The input section start
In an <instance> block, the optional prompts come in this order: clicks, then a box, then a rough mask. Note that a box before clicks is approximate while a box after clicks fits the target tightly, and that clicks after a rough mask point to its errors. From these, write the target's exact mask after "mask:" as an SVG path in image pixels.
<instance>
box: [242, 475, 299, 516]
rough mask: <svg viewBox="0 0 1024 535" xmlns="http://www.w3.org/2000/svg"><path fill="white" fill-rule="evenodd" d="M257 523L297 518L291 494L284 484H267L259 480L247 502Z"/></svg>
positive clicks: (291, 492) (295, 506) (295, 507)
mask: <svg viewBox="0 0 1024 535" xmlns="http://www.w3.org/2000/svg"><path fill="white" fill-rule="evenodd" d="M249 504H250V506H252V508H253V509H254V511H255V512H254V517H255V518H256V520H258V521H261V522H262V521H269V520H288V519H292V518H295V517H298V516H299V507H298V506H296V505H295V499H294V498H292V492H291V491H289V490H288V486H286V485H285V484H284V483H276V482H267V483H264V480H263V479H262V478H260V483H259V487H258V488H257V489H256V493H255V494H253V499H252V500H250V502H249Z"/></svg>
The input section end
Task details ▸
What lines of the data contain the string "instance"? List them.

Answer to this task ▸
In an <instance> block, the optional prompts come in this order: clicks, then a box, then a rough mask. Note that a box before clicks is approximate while a box after clicks fits the target tightly, and that clicks after a rough mask point to its errors. From these, write the target's exact mask after "mask:" as an SVG path in image pixels.
<instance>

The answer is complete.